_Text segment:_
If Clojure has an incompatible license, I expect that any work you would trivially combine with yours would be EPL, weak copyleft or liberally licensed.

@clacke Honestly it's more about mental gymnastics of figuring out what is permitted and what isn't permitted that makes this a non-starter for me. (That and it's also an excuse to write off something so I can focus on other things. :) )

clojure, GPL license 

@craigmaloney it's probably the first time I find your opinion… surprising :-) I used to agree with pretty much everything you posted :-)

clojure, GPL license 

@isagalaev No worries. Total agreement is boring. :)

clojure, GPL license 

@craigmaloney am i missing something? but unless your into java why use clojure in the first place there are better ways to look at lisp like racket? or even elisp ;)

clojure, GPL license 

@dekkzz78 Mainly curiosity at the time. That and a mistaken belief that I might want to try using the JVM again (or use it for something where the JVM is preferred, like Android development). But that's a separate thread.

clojure, GPL license 

@craigmaloney i read the "it's not about you" thread by clojure's creator and i can see why he thinks the gpl doesn't suit him as it's his business. dunno if he is right thou..
i was thinking about learning racket then the racket2 thing appeared so i don't now, might look at elisp.

clojure, GPL license 

@dekkzz78 I'm still a believer in Racket. I think they're doing interesting things over there. But yeah, time will tell.

@craigmaloney @dekkzz78 I don't worry about racket2. Lots of people came to Racket for the homoiconicity and macros, it's the most programmable programming language and the person who started the discussion is part of the group that made it that way.

They won't ruin it, and they won't move rashly. It's just some open-ended unrestrained speculation on what the language might look like.

@clacke @craigmaloney never knew that homoiconicity had a word to describe it ;)
i,m looking at racket as a way to learn lisp - brackets and all, so if they change that it probably won't suit my goal.

_What is being asked:_ List every distinct handle beginning with "@" that appears in the thread on Clojure and licensing. The records after this thread are not needed for the work here.

_Data lines:_
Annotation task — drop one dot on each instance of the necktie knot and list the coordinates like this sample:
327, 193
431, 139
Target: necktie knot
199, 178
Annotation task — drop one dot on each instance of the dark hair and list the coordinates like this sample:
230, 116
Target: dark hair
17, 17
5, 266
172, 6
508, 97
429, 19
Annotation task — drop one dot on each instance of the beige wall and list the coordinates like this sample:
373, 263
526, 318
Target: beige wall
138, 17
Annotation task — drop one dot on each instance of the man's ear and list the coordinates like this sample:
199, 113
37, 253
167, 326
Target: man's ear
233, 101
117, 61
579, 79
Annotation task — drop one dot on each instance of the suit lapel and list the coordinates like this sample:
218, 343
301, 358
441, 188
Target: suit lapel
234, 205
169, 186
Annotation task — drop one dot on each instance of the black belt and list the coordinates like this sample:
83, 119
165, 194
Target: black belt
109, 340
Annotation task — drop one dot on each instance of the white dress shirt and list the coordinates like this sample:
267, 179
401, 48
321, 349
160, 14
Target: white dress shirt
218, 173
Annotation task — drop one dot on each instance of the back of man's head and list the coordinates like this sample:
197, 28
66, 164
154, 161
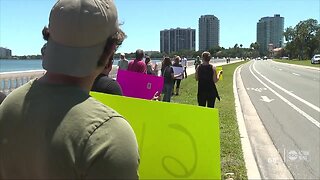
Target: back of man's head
139, 54
79, 30
206, 56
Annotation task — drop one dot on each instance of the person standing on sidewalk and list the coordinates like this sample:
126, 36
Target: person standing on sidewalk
167, 73
177, 79
197, 62
51, 128
184, 63
207, 76
105, 84
137, 65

_Reply:_ @clacke, @craigmaloney, @isagalaev, @dekkzz78